**Exercise materials:**
--- Start ---
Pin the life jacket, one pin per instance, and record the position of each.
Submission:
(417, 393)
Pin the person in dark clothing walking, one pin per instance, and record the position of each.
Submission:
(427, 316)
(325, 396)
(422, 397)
--- End ---
**What is required:** Copy all of these lines again, requests included, and multiply every coordinate in the answers by 2.4, rounding each result to a whole number with halves rounded up.

**Solution:**
Pin the life jacket, one pin per instance, and record the position of each.
Submission:
(1001, 943)
Pin the person in dark clothing walking, one pin per instance, and record the position of each.
Submission:
(1025, 758)
(780, 950)
(1013, 953)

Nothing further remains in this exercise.